[YOUR INSTRUCTIONS]: Rewrite the lines below, replacing "one pin per instance of" with "one point for each" everywhere and changing nothing else. Leave the pictures out of your answer.

Rows from a pointing dataset:
________________

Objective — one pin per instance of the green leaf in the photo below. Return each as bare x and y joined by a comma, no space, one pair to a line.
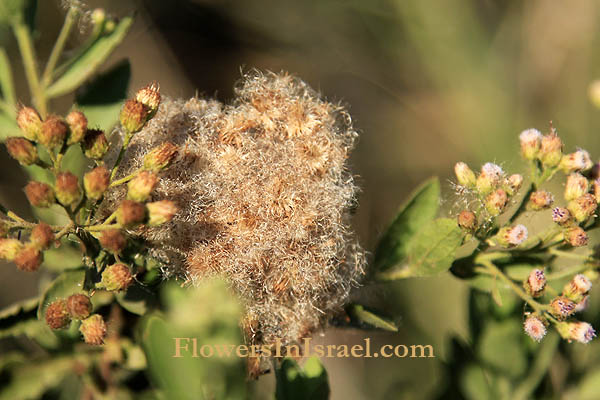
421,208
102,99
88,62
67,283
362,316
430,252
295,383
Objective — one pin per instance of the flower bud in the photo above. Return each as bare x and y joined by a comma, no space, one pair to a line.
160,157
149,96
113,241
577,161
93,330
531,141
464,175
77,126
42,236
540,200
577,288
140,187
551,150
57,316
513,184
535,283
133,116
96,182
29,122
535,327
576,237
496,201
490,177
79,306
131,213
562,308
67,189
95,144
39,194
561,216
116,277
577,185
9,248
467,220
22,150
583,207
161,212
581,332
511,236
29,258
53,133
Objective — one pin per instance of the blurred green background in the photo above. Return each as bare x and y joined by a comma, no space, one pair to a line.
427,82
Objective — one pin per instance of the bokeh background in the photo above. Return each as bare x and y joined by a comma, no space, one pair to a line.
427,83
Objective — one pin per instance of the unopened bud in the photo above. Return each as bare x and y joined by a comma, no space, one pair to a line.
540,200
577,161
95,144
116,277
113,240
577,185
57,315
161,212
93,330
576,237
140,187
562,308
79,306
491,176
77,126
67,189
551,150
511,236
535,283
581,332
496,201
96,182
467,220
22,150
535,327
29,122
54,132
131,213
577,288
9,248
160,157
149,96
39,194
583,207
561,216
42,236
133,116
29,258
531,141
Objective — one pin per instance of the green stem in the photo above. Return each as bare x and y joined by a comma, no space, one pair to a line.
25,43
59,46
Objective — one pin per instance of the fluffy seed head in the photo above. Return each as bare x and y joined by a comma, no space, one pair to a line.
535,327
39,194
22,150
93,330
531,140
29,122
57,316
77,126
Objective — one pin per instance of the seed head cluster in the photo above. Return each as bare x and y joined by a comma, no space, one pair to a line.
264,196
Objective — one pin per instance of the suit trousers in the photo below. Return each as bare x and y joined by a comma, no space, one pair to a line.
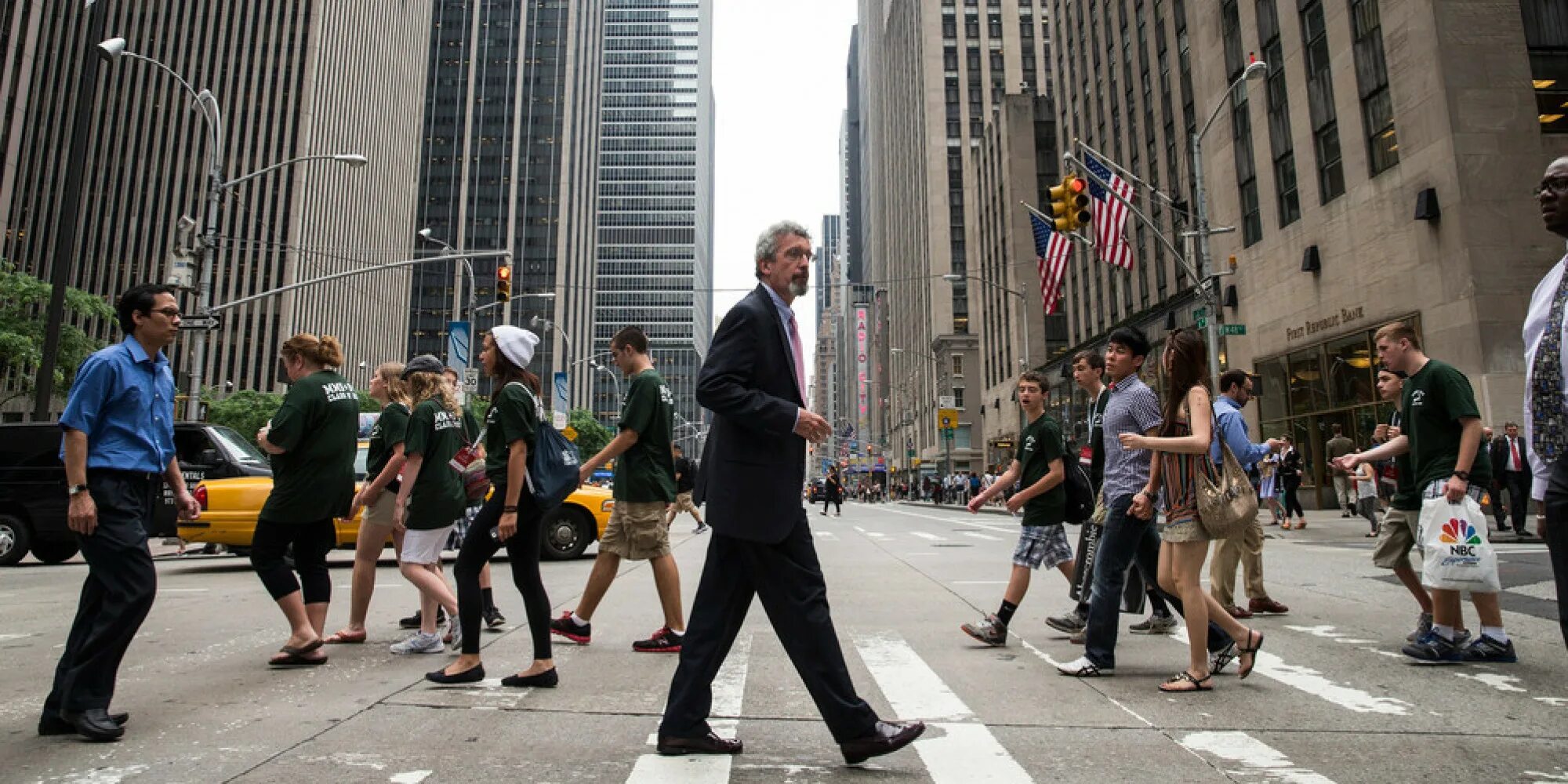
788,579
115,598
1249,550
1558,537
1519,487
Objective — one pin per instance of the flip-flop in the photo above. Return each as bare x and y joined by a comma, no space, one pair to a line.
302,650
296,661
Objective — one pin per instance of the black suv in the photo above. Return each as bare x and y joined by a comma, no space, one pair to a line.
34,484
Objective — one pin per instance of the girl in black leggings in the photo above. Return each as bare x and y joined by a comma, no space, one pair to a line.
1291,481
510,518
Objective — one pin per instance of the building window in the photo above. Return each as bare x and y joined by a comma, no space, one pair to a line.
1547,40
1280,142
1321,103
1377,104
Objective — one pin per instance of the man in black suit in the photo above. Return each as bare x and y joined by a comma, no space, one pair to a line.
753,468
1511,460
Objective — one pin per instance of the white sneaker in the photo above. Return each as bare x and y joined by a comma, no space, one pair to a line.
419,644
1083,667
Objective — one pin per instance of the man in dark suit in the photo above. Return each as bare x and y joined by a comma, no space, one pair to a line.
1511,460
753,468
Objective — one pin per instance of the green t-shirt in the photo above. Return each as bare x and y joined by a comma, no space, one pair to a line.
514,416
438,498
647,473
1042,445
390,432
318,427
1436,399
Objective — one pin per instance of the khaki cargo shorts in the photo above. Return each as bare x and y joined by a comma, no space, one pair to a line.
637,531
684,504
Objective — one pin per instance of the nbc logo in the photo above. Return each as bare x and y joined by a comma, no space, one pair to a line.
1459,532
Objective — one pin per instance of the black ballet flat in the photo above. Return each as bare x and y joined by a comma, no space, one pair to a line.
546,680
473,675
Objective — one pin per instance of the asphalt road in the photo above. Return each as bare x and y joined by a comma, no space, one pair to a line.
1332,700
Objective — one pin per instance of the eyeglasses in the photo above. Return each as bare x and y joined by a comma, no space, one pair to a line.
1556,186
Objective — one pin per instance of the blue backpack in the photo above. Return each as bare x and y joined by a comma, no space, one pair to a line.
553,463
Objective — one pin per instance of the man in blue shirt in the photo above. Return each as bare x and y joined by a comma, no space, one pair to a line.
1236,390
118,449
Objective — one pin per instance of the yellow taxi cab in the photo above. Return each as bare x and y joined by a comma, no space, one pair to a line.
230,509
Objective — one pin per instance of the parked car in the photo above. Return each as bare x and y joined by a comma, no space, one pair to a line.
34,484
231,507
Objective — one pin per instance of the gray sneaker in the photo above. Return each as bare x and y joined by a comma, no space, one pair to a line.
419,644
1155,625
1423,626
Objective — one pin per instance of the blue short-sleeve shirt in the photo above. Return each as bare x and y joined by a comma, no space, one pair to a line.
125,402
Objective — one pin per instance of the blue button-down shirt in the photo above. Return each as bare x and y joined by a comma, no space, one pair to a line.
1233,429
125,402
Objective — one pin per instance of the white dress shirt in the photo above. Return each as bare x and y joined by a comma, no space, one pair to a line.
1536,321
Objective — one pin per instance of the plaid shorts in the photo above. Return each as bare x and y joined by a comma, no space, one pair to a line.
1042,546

________________

[ANSWER TO THE PROBLEM]:
Objective — one point for each the green leaf in the photo below. Return each as bare x and y joined by a comma, no space, one pair to a line.
421,208
102,99
88,62
67,283
362,316
430,252
295,383
Objective — one point for each the flower bud in the photo above. Return each as bare x and y joined by a comma, no space, one pair to a line.
160,157
149,96
113,241
577,161
93,330
531,141
464,175
77,126
42,236
540,200
577,288
140,187
551,150
57,316
513,184
535,283
133,116
96,182
29,122
535,327
576,237
496,201
490,177
79,306
131,213
562,308
67,189
95,144
39,194
561,216
116,277
577,185
9,248
467,220
22,150
583,207
161,212
581,332
511,236
29,258
53,133
Objective — one point for each the blurred green background in the photo above. Return each as bare x and y joined by a comma, no space, one pair to a line.
427,82
Objective — one point for each the bokeh background in the photo above. Return each as bare x and y joined by a comma, no space, one pair to a line.
427,83
Objective — one point for each the unopened bud in the photo above. Return each as bare x and y joined by a comma, no space, one pair to a line.
540,200
577,161
95,144
116,277
113,240
577,185
57,315
161,212
93,330
576,237
140,187
562,308
79,306
491,176
77,126
67,189
551,150
511,236
535,283
581,332
496,201
96,182
467,220
22,150
535,327
29,122
54,132
131,213
577,288
9,248
160,157
149,96
39,194
583,207
561,216
42,236
133,116
29,258
531,141
Objective — one point for each the green stem in the photo above. Return each as bare x and y joined by a comma, no space, one pair to a line.
25,43
59,46
Objective — one point for each the fluffy seed head in the photo above. Return each as bare x and y joined by a comma, no space, one pair to a line.
535,327
39,194
22,150
93,330
531,140
29,122
57,316
77,126
Objective — one point for each the seed head cluster in the photo above. Return each as bare x and y joined by a comma, no space, one pair to a line.
264,196
Objective — one point for each the suit trousers in the photo below. Return each as bare x and y joined by a comma, no space, one pair to a line.
788,579
115,598
1249,550
1558,537
1519,487
Objective — one point for each the flip-flop in the photo above. Return each as bare x and y joined by a comma, no space, one pair to a line.
302,650
296,661
Objective — one point for each the black suv in the photo above. Return each as bare x and y joined by a comma, no space, one pair to a line.
34,484
Objective — one point for each the girl in black leggings in the photo above. Return each as bare x and y joined by a comma, no space, one pair to a line.
1291,481
510,518
Objective — one point for each the building window in the photo above. Return each as bare x and y joined by a comma, no space, one pair to a line.
1547,40
1280,142
1321,103
1377,104
Objective — one point for each the man in black suit in the photo above. Return each as bare x and y joined by a comma, no space, one pair to a line.
753,468
1511,460
Objective — one point for each the white sneaker in the photo above. Return each as bare x and y joined by a comma, no space, one pair to a line.
419,644
1083,667
Objective — one point for each the man in dark suit in the photo above. Return each as bare x and y joined by a comma, no space, one pair to a line.
1511,460
753,468
Objective — one point for each the green t-shirt in the photo above. Return each as bare x and y joined by a comma, no space, one pair to a line.
514,416
438,498
647,473
1042,445
390,432
318,427
1436,399
Objective — one point for each the khaki cargo shorts in the photo above. Return each as bare x and y joined by a comma, no space, one pair to a line.
637,531
684,504
Objective — one point for each the nbc logo in the photo above. Return each as bare x and y joined by a comma, no space, one pair to a line.
1459,532
Objective — one point for each the black ballet flat in the photo above. Return each as bare x and y joined by a comma, no space, one pair to a line.
546,680
473,675
Objective — one point for each the asphalt road in the photo above. Return each as bare x and y joined by a comma, no space, one pair to a line.
1332,700
Objective — one point for each the eyeglasses in the photo above. Return each as bare x and y joined by a comma, no space, one pair to a line.
1556,186
Objective — one point for each the blue backpack in the photo above. Return each as bare x and y joined by a comma, no space, one pair to a line.
553,463
Objective — one point for each the man in blue shirt in the photo above. Return each as bare x and y joined by a comma, no space, one pair to a line.
1236,390
118,449
Objective — one point for each the yellow taxi cab in the photo above. Return each as bare x and y joined by a comma, no space, one pair to a line.
230,509
Objective — one point for each the parked car in the photo above. Return each as bare x and y joined by a comma, no space, one pair to a line.
34,484
231,507
Objective — one point for each the gray sneaker in the photo above. Return each as bare x and y joined by a comma, no space, one pair to a line.
419,644
1155,625
1423,626
Objective — one point for each the blue short-sleeve shirt in the photo above. Return each as bare x and y joined by a comma, no space, one pair to a line.
125,402
Objective — one point for each the blue button-down shirt in the photo above. Return each as bare x and y joined by a comma, no space, one pair to a line.
1233,429
125,402
Objective — one point for each the white dress shirt in the photo above. Return each as bare x and y joined by a comma, no space, one pair to a line.
1536,321
Objective — one point for each the plaid shorts in the photo above. Return each as bare x and y joined by a comma, no space, one pair to a line.
1042,546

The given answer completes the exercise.